━━ Dataset entries ━━
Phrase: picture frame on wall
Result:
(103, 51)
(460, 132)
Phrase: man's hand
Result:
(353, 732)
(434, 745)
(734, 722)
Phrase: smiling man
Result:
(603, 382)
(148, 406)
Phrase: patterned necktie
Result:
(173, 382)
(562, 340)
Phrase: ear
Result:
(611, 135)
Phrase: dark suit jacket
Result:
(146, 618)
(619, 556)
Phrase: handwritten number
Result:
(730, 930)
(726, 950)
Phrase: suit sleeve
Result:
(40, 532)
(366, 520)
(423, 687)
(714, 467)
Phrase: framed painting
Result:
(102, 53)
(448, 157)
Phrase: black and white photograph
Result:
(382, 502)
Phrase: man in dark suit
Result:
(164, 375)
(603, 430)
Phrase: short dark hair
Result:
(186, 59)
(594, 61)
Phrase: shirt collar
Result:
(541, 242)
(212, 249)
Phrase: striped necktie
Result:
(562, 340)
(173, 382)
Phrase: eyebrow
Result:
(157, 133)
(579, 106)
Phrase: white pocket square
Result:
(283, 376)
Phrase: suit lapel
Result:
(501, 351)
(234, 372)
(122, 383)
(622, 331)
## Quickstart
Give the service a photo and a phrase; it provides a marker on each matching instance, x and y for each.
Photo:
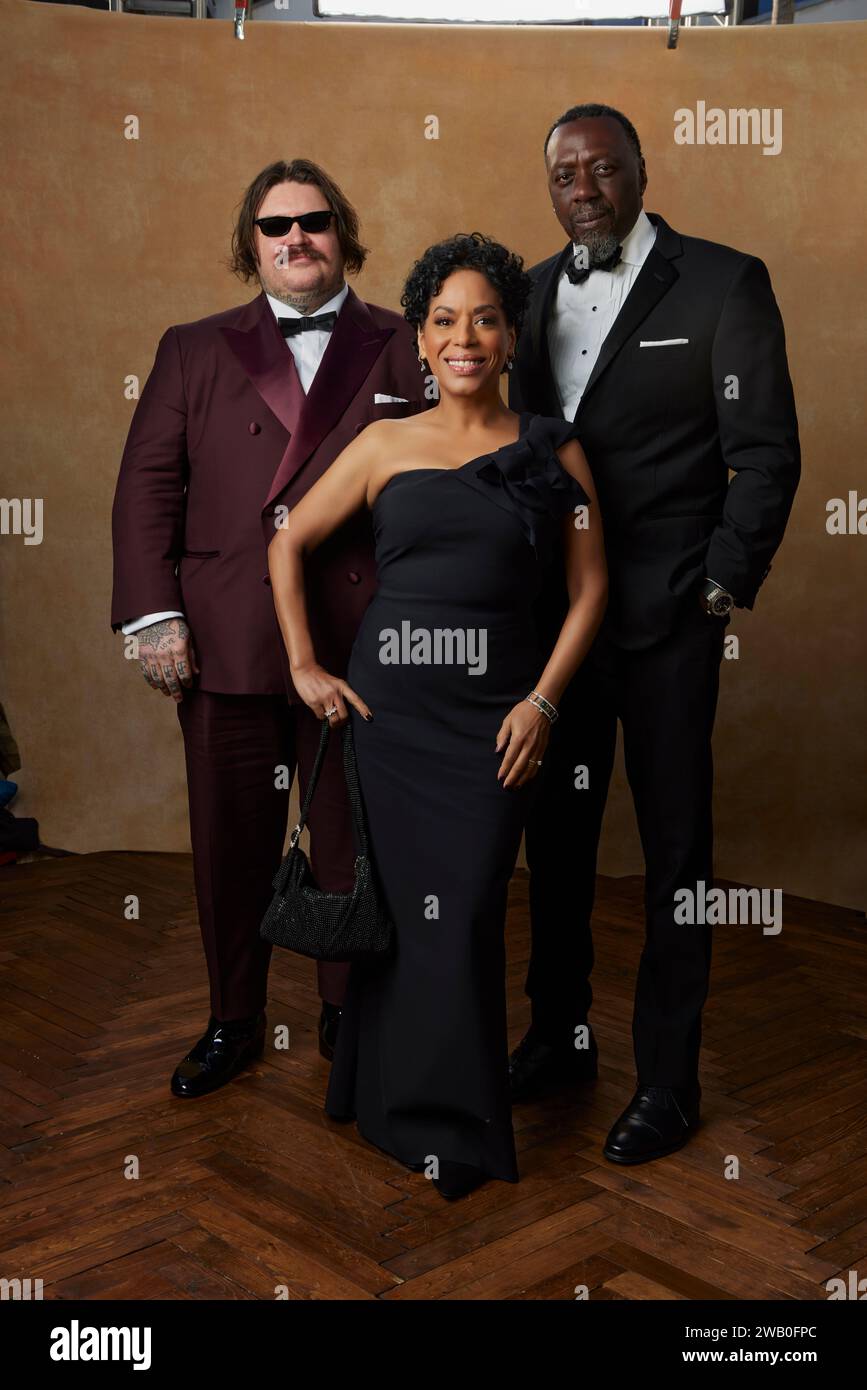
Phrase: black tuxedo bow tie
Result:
(580, 275)
(289, 327)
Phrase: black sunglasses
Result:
(307, 221)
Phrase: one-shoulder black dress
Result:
(445, 649)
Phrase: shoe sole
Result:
(197, 1096)
(628, 1161)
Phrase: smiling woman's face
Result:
(466, 337)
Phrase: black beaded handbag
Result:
(328, 926)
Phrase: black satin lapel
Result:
(655, 278)
(543, 387)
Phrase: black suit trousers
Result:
(664, 698)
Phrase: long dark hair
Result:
(243, 263)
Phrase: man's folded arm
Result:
(757, 434)
(136, 623)
(149, 502)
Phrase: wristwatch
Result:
(716, 601)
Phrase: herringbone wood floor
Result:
(253, 1187)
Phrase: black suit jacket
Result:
(663, 426)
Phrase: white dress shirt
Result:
(307, 349)
(582, 314)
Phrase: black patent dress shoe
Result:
(457, 1179)
(329, 1022)
(218, 1055)
(537, 1068)
(657, 1121)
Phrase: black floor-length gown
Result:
(421, 1058)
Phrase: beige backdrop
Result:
(110, 239)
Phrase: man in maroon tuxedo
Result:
(241, 414)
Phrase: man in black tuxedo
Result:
(669, 353)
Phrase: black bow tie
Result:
(580, 275)
(289, 327)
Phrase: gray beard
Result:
(599, 245)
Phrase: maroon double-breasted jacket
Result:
(223, 434)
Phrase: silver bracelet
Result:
(545, 705)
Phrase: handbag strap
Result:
(350, 772)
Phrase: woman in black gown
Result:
(468, 499)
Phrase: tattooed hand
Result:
(167, 656)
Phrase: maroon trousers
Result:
(235, 748)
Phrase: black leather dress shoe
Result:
(329, 1022)
(218, 1055)
(657, 1121)
(537, 1068)
(457, 1179)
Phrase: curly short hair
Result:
(467, 250)
(596, 109)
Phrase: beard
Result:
(599, 245)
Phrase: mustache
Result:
(589, 210)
━━━
_Goal_
Can you copy the items word for word, starting at the line that contains "Phrase: curly short hair" and stopping after the final line of the items?

_Problem solution_
Phrase: curly short hair
Result:
(467, 250)
(596, 109)
Phrase: beard
Result:
(599, 245)
Phrase: mustache
Result:
(589, 210)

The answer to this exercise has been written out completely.